======== Trecho da página ========
Para avaliar a nova mobilização de Brasília com a agenda de
reforma tributária, é bom ter em conta as dificuldades que terão de ser
enfrentadas.
Já há anos, tramitam na Câmara e no Senado dois projetos
abrangentes de reforma da tributação sobre bens e serviços. Para que pudessem
ter avançado, sem descarrilar, era preciso que o Planalto os tivesse endossado
e feito sentir seu peso no Congresso. Mas o governo jamais escondeu sua falta
de entusiasmo pelos dois projetos. E Bolsonaro nunca entendeu a importância de
manter uma coalizão governista expressiva, que lhe permitisse ter ascendência
sobre o Congresso.
A improvisada coalizão que, agora, Bolsonaro vem tentando
formar, às pressas, tem propósito meramente pretoriano. O que o presidente
espera do mambembe contingente parlamentar recrutado no centrão é proteção
contra tentativas de impeachment. Só Deus sabe se os recém-alistados
pretorianos servirão para isso. O certo é que, para mais que isso não tem
servido, como bem atesta o triste placar de derrotas e derrubadas de vetos
presidenciais que o Congresso vem infligindo ao Planalto.
Quase 19 meses se passaram até que o governo, afinal,
apresentasse sua proposta de fusão do PIS e da Cofins numa só Contribuição
sobre Bens e Serviços (CBS), cobrada sobre valor adicionado. Um projeto simples
que, há muito tempo, poderia perfeitamente ter sido integrado às propostas de
reforma mais abrangentes que já tramitam no Congresso. E não foi.
É bem sabido que a aprovação da CBS, como foi proposta,
imporia aumento substancial de carga tributária a prestadores de serviços. E já
se ouve a estridência dos protestos. O que preocupa é que tais protestos fazem
parte do mirabolante plano de jogo do governo para novas etapas da reforma
tributária. É com base no lobby dos grandes setores prestadores de serviços que
o governo pretende, agora, solapar as resistências do Congresso à restauração
de um tributo similar à CPMF, ideia em que o ministro da Economia continua
tendo obsessiva fixação.
O aumento de carga tributária advindo da CBS seria
compensado por redução da contribuição patronal sobre a folha, bancada pela
receita de uma nova CPMF que, quem sabe, daria até para custear parte do
programa Renda Brasil. Como as contas não fecham, vêm sendo mencionadas
alíquotas de CPMF que variam de 0,2% a 1,1%. Numa economia onde a taxa real de
juros está cada vez mais próxima de zero.
========
> [O que fazer]:
a – No trecho sobre a reforma tributária, quais tributos o governo propôs fundir na CBS?
b – Quais tributos o trecho sobre a reforma tributária cita pela sigla?
c – Escreva a continuação do trecho sobre a reforma tributária a partir da última frase apresentada.
======== Dados registrados ========
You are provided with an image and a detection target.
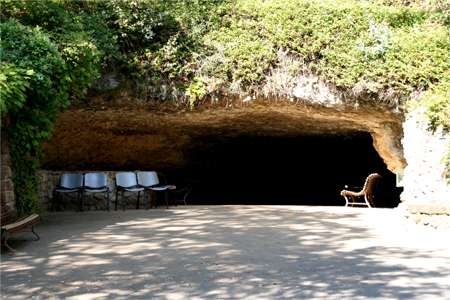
========
> [Respostas por tarefa]:
a – O PIS e a Cofins.

b – PIS, Cofins, CBS e CPMF.

c –
Nesse palco, o espetáculo da reforma tributária não promete
ter bom desfecho. O que se vê é um governo fragilizado, sem poder de bloqueio
no Congresso, disposto a desencadear uma reforma complexa, com cardápio aberto,
que contempla farta distribuição de desonerações com base na “arrecadação
fácil” de tributos exóticos. Acredita mesmo o ministro da Economia que, nesse
jogo, conseguirá manipular a voracidade dos lobbies, aguçada pela severidade da
crise, e manter sua reforma nos trilhos?
O que se teme é algo parecido com a deprimente pajelança da
desoneração da folha, perpetrada pela inesquecível equipe de Dilma Rousseff. A
estapafúrdia ideia inicial era permitir que alguns poucos setores, exportadores
ou expostos à concorrência externa, deixassem de pagar contribuição patronal
sobre a folha e passassem a recolhê-la sobre faturamento, com base em alíquotas
fixadas setor a setor, conforme a grita de cada um.
A coisa desandou, quando o Congresso, fascinado pela
alquimia, apossou-se do caldeirão e, para espanto dos impotentes aprendizes de
feiticeiro, passou a distribuir a poção mágica de benesses a dezenas de outros
setores. Entre eles, grandes prestadores de serviços, que nada tinham a ver com
comércio exterior.
O primeiro governo Dilma terminou há mais de seis anos. E
até hoje não se conseguiu pôr fim à farra fiscal que tal pajelança propiciou.
Como bem sabe o ministro da Economia, ainda há 17 setores, muitos deles
enormes, prestes a conseguir, no Congresso, que a moleza seja prorrogada por um
“aninho” mais. É a esse Congresso que estará entregue a condução da reforma
tributária.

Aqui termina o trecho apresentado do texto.